> Teks Bacaan:

..............................

Sesungguhnya, filsafat telah, sedang dan akan terus berupaya membebaskan manusia dari kurangnya pengetahuan yang menyebabkan manusia menjadi picik dan dangkal. Filsafat pun membebaskan manusia dari cara berpikir yang tidak teratur dan tidak jernih. Filsafat juga membebaskan manusia dari cara berpikir tidak kritis yang membuat manusia mudah menerima kebenaran-kebenaran semu yang menyesatkan.
Secara ringkas dapat dikatakan bahwa filsafat membebaskan manusia dari segala jenis “penjara” yang mempersempit ruang gerak akal budi manusia.
Pembimbing
Bagaimanakah filsafat dapat membebaskan manusia dari segala jenis “penjara” yang hendak mempersempit ruang gerak akal budi manusia itu? Sesungguhnya, filsafat hanya sanggup melaksanakan perannya bagai pembimbing.

..............................

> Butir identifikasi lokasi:

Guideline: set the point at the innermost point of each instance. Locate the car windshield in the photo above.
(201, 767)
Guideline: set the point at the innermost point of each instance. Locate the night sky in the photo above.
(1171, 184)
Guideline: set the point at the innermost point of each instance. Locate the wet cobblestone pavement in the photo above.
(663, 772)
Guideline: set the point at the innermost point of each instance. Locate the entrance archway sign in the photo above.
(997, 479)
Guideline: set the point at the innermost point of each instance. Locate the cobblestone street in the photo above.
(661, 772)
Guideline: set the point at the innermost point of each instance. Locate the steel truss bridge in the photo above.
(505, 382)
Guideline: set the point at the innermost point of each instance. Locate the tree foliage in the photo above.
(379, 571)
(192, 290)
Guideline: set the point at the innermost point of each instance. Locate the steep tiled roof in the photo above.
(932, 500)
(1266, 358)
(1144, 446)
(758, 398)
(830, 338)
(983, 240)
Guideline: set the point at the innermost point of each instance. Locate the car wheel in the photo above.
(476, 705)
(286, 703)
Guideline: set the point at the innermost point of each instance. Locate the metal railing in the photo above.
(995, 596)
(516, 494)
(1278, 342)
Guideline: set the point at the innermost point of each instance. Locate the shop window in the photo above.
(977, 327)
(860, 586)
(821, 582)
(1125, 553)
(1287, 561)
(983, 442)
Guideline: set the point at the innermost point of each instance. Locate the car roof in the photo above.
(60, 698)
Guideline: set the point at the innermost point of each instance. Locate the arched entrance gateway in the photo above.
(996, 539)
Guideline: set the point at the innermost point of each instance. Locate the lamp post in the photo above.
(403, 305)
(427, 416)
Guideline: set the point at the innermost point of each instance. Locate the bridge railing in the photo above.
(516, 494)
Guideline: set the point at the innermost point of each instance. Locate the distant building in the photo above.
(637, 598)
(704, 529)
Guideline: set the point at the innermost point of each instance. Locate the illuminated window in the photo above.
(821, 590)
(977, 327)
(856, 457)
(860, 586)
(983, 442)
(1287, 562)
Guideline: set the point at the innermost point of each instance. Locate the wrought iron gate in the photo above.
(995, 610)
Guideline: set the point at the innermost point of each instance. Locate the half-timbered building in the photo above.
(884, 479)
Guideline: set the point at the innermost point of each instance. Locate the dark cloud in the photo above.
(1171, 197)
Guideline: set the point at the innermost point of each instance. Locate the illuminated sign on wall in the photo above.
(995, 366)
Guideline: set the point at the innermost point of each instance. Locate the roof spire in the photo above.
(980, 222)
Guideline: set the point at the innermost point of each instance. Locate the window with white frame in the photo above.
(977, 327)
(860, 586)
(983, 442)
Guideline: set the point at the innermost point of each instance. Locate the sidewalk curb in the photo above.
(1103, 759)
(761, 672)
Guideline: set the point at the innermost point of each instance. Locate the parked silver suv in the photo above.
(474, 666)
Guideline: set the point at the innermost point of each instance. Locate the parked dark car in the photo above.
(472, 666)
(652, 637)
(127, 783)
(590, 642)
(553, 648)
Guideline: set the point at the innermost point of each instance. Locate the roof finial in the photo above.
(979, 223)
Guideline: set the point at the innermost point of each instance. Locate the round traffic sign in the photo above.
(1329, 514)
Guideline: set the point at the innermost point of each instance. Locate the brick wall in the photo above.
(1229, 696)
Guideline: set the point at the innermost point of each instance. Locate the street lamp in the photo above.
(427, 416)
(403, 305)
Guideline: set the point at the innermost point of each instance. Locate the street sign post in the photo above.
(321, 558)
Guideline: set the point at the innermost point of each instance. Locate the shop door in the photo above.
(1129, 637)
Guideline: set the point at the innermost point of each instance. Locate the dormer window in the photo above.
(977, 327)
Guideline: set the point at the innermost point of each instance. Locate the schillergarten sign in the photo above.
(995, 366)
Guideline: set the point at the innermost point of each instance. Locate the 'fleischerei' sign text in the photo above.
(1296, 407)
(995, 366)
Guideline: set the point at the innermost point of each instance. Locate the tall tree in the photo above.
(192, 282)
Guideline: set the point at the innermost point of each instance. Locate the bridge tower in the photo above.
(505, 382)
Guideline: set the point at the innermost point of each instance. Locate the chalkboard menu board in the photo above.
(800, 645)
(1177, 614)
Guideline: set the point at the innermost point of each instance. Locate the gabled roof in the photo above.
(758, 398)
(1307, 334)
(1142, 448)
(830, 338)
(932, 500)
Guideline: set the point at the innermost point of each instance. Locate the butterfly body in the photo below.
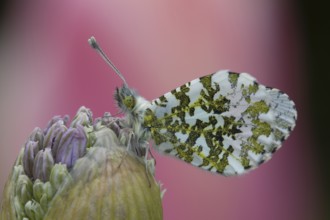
(224, 122)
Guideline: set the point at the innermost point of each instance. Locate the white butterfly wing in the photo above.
(224, 122)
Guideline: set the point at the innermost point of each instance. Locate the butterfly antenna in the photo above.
(92, 41)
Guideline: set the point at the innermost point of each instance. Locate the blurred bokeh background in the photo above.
(47, 68)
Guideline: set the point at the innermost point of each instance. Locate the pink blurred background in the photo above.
(47, 68)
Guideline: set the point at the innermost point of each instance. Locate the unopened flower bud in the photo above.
(83, 117)
(30, 151)
(37, 136)
(72, 146)
(33, 210)
(43, 164)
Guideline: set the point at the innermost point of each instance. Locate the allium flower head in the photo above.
(88, 170)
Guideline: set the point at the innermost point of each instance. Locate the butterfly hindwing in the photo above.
(224, 122)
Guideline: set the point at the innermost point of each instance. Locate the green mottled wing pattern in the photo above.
(224, 122)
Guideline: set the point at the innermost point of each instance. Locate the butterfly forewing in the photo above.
(224, 122)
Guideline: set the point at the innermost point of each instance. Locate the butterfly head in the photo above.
(126, 98)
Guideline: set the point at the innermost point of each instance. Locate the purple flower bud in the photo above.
(54, 133)
(43, 164)
(51, 122)
(72, 146)
(37, 136)
(83, 117)
(30, 151)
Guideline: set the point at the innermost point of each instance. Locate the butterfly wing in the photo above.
(224, 122)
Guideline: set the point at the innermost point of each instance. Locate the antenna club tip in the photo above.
(92, 42)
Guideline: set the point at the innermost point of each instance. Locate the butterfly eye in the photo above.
(129, 102)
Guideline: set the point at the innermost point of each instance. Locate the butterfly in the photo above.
(225, 122)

..............................

> Soal Latihan: Berdasarkan teks bacaan tentang filsafat, mengapa manusia perlu dibebaskan dari cara berpikir yang tidak kritis? Jelaskan dalam satu sampai tiga kalimat. Baris-baris data ini diambil dari sumber lain.

> Jawaban: Manusia perlu dibebaskan dari cara berpikir yang tidak kritis karena cara berpikir itu membuat manusia mudah menerima kebenaran-kebenaran semu yang menyesatkan.